## TEKST ŹRÓDŁOWY
Re: Ciągle upadam...

Post autor: Marek_Piotrowski » 2020-04-14, 20:16

Jestem daleki od odwodzenia CIę od świętego zasmucenia grzechem, ale... miej też świadomość że Bóg kocha Cię z tym wszystkim.
Święty Paweł wyraża podobne do Ciebie cierpienia:
Rz 7:14-24 bt5 "(14) Wiemy przecież, że Prawo jest duchowe. A ja jestem cielesny, zaprzedany w niewolę grzechu. (15) Nie rozumiem bowiem tego, co czynię, bo nie czynię tego, co chcę, ale to, czego nienawidzę - to właśnie czynię. (16) Jeżeli zaś czynię to, czego nie chcę, to tym samym przyznaję Prawu, że jest dobre. (17) A zatem już nie ja to czynię, ale mieszkający we mnie grzech. (18) Jestem bowiem świadom, że we mnie, to jest w moim ciele, nie mieszka dobro; bo łatwo przychodzi mi chcieć tego, co dobre, ale wykonać - nie. (19) Nie czynię bowiem dobra, którego chcę, ale czynię właśnie zło, którego nie chcę. (20) Jeżeli zaś czynię to, czego nie chcę, już nie ja to czynię, ale grzech, który we mnie mieszka. (21) A zatem stwierdzam w sobie to prawo, że gdy chcę czynić dobro, narzuca mi się zło. (22) Albowiem wewnętrzny człowiek [we mnie] ma upodobanie zgodne z Prawem Bożym. (23) W członkach zaś moich spostrzegam prawo inne, które toczy walkę z prawem mojego umysłu i bierze mnie w niewolę pod prawo grzechu mieszkającego w moich członkach. (24) Nieszczęsny ja człowiek! Któż mnie wyzwoli z ciała, [co wiedzie ku] tej śmierci?"

## BLOK DANYCH
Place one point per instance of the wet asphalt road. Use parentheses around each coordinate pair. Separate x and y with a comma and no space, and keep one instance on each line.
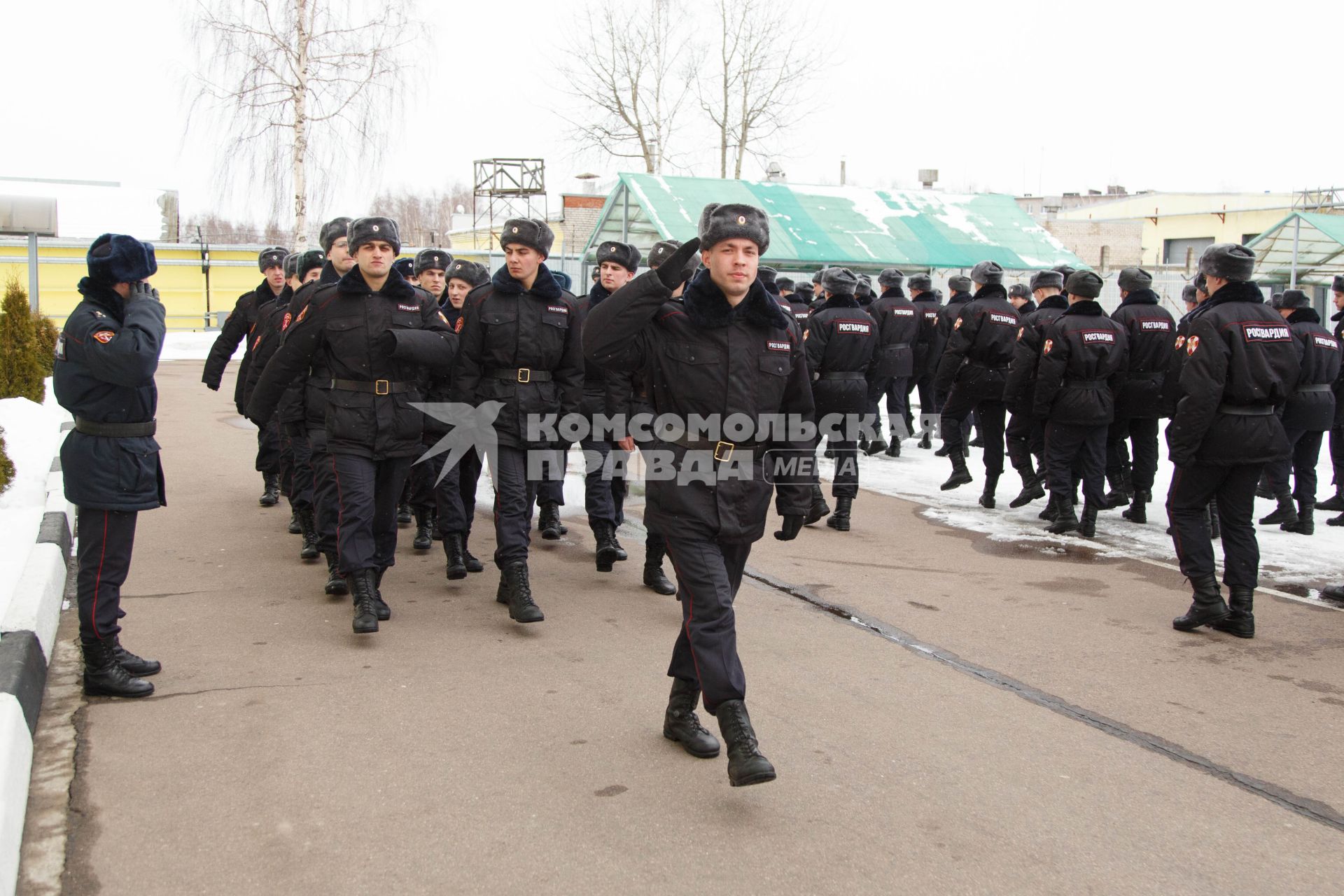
(948,713)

## CO NALEŻY ZROBIĆ
1. Oceń, czy poniższe stwierdzenia są zgodne z wpisem z forum: (a) wpis zapewnia adresata, że Bóg go kocha; (b) w cytowanym fragmencie Paweł określa siebie jako duchowego; (c) wpis opublikowano w 2019 roku. Przy każdym podaj „tak” lub „nie” oraz rozstrzygające słowa wpisu w dokładnym brzmieniu.
2. Przepisz fragment wpisu z forum od słów „Re: Ciągle upadam...” aż do słów „z tym wszystkim.” włącznie, wstawiając „Pan” w miejsce „Bóg”.
3. Napisz dalszy ciąg wpisu z forum, zaczynając zaraz po jego ostatnim zdaniu.

## ODPOWIEDZI PONIŻEJ
1.
(a) Tak: „miej też świadomość że Bóg kocha Cię z tym wszystkim”.
(b) Nie: „A ja jestem cielesny, zaprzedany w niewolę grzechu”.
(c) Nie: „2020-04-14, 20:16”.

2.
Re: Ciągle upadam...

Post autor: Marek_Piotrowski » 2020-04-14, 20:16

Jestem daleki od odwodzenia CIę od świętego zasmucenia grzechem, ale... miej też świadomość że Pan kocha Cię z tym wszystkim.

3.
I zaraz potem, niespodziewanie, dodaje:
Rz 7:25 bt5 "(25) Dzięki niech będą Bogu przez Jezusa Chrystusa, Pana naszego! Tak więc umysłem służę Prawu Bożemu, ciałem zaś - prawu grzechu."

Awatar użytkownika
sądzony
Legendarny komentator
Legendarny komentator
Posty: 13916
Rejestracja: 20 lut 2020
Lokalizacja: zachodniopomorskie
Wyznanie: Chrześcijanin
Has thanked: 2038 times
Been thanked: 2225 times

Re: Ciągle upadam...

Post autor: sądzony » 2020-04-14, 20:19

sądzony pisze: 2020-04-14, 19:55 Tak mi się wydaje.
To jest ważne, ze jak już coś przedstawiasz to dodajesz że to wyłącznie Twoja opinia. Bo czasem Ci się zdarza sądzony nie pisać po katolicku. ;)
Dziękuję za spostrzeżenie Mag.
Wiem, że czasem tak piszę.
Bo czasem nie czuję się w pełni katolikiem.
:)
Ostatnio zmieniony 2020-04-27, 22:12 przez Dezerter, łącznie zmieniany 2 razy.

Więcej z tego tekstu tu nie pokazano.